• [Work instructions] Rewrite the lines of the records starting at the one containing "Tag the purple" and ending at the last line of the records, requests included, scaling every coordinate in the answers by 0.35 and rounding to whole numbers with halves rounded up. Leave the requests and their sample coordinates unchanged, and give only those lines.

[Location annotation dataset excerpts]
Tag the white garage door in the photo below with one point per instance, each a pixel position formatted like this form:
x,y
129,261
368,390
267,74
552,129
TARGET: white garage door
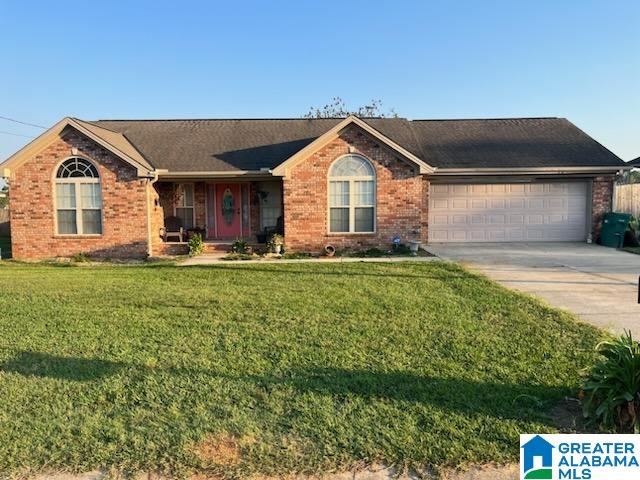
x,y
509,212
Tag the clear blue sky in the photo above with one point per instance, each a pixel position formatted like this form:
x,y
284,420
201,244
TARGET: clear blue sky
x,y
426,59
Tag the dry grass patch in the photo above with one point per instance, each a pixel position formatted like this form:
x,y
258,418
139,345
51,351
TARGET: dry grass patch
x,y
221,449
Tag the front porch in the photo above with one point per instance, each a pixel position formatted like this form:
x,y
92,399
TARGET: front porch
x,y
222,211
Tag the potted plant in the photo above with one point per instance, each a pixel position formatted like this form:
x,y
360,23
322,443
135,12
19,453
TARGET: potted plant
x,y
275,243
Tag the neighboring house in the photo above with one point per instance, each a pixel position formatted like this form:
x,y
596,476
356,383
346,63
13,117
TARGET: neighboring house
x,y
106,187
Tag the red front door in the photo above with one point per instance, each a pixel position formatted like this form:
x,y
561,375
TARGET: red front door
x,y
228,210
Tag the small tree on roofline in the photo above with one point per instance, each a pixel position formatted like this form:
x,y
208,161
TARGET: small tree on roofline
x,y
338,109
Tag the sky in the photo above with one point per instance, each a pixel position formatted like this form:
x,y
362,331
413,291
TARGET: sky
x,y
262,59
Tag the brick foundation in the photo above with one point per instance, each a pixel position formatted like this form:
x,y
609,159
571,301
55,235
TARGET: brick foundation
x,y
400,197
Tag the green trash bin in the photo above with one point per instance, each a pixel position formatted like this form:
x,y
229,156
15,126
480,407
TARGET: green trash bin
x,y
613,227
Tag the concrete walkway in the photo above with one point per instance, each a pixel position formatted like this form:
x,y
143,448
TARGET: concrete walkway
x,y
510,472
599,284
218,259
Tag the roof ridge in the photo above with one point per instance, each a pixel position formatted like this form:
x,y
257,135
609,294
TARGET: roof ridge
x,y
315,119
484,119
209,119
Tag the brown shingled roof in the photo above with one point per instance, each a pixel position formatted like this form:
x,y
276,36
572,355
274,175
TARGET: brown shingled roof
x,y
252,144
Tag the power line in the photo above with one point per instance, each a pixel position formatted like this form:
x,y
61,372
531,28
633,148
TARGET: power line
x,y
23,123
17,134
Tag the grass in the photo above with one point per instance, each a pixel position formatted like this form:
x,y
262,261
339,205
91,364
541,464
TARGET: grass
x,y
635,250
236,370
5,247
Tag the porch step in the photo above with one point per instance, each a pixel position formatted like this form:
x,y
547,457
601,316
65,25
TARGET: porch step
x,y
217,247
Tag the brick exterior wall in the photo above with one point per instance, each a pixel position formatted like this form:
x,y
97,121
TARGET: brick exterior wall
x,y
601,202
401,196
131,204
124,199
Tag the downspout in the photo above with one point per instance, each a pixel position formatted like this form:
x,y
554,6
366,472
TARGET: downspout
x,y
153,179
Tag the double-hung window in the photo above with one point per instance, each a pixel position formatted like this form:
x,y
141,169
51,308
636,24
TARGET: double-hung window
x,y
184,205
352,195
78,198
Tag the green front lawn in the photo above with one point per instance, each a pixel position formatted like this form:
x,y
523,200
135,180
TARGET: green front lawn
x,y
263,368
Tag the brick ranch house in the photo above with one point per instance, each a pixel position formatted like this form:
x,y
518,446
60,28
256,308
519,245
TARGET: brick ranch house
x,y
107,188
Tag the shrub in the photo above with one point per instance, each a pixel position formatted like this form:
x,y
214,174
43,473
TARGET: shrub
x,y
196,245
238,256
297,255
239,246
276,239
612,385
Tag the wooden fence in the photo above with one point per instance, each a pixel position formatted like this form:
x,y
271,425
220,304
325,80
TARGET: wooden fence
x,y
626,199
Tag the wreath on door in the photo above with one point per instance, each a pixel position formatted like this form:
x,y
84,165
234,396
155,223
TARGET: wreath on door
x,y
228,206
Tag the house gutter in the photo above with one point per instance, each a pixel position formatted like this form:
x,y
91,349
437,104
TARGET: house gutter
x,y
167,175
528,171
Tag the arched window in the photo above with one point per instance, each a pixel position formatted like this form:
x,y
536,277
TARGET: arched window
x,y
352,195
78,198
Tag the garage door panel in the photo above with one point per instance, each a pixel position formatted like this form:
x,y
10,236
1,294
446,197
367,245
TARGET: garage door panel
x,y
508,212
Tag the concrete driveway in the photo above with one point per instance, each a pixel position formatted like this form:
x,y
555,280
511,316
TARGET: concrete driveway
x,y
599,284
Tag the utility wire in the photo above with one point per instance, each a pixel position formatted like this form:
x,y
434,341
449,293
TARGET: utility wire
x,y
17,134
23,123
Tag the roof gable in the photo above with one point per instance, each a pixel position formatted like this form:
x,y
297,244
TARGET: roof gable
x,y
318,143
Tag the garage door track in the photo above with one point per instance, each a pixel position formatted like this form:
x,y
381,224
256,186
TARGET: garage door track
x,y
599,284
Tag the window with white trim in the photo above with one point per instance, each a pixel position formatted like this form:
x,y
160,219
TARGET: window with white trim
x,y
352,195
78,198
184,208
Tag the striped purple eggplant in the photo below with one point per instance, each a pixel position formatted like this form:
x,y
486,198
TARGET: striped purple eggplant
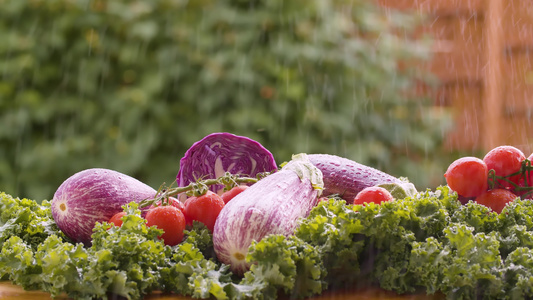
x,y
94,195
273,205
346,177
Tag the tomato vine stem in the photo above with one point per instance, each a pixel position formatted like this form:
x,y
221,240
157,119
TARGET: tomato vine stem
x,y
200,187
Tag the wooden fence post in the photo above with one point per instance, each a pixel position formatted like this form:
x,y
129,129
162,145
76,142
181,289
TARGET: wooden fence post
x,y
493,80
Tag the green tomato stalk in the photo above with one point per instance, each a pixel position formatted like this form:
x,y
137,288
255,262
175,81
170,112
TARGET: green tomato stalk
x,y
200,187
525,172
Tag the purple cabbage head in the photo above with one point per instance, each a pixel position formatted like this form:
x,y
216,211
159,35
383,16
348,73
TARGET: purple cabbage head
x,y
222,152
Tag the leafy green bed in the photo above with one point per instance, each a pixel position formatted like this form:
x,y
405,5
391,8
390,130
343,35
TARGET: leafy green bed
x,y
429,242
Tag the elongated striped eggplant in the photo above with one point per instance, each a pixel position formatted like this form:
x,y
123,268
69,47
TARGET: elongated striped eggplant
x,y
346,177
273,205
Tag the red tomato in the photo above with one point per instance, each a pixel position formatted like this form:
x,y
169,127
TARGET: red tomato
x,y
505,160
228,195
171,220
204,208
117,218
468,176
173,202
374,194
496,199
529,174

• [Exercise output]
Tag the purple cabbage head in the photo above with one point per instance, each a pixel position formatted like this form:
x,y
216,211
159,35
383,16
348,73
TARGET: purple cabbage head
x,y
78,53
Tag the leafy green bed in the photo above with one point per instance, each a pixel position formatted like this form:
x,y
405,5
391,8
390,130
343,35
TARGET: leafy green bed
x,y
150,85
Tag the elongated striped eggplant in the photo above with one point per instance, each a pixel position formatted like this form:
x,y
123,268
69,47
TARGET: elongated striped eggplant
x,y
121,62
96,72
Tag the red tomato in the photo above with one point per instance, each a pixel position formatted like this form:
x,y
169,127
TARGET: red tomato
x,y
177,56
80,68
60,77
71,73
41,76
164,62
61,71
131,68
174,70
185,61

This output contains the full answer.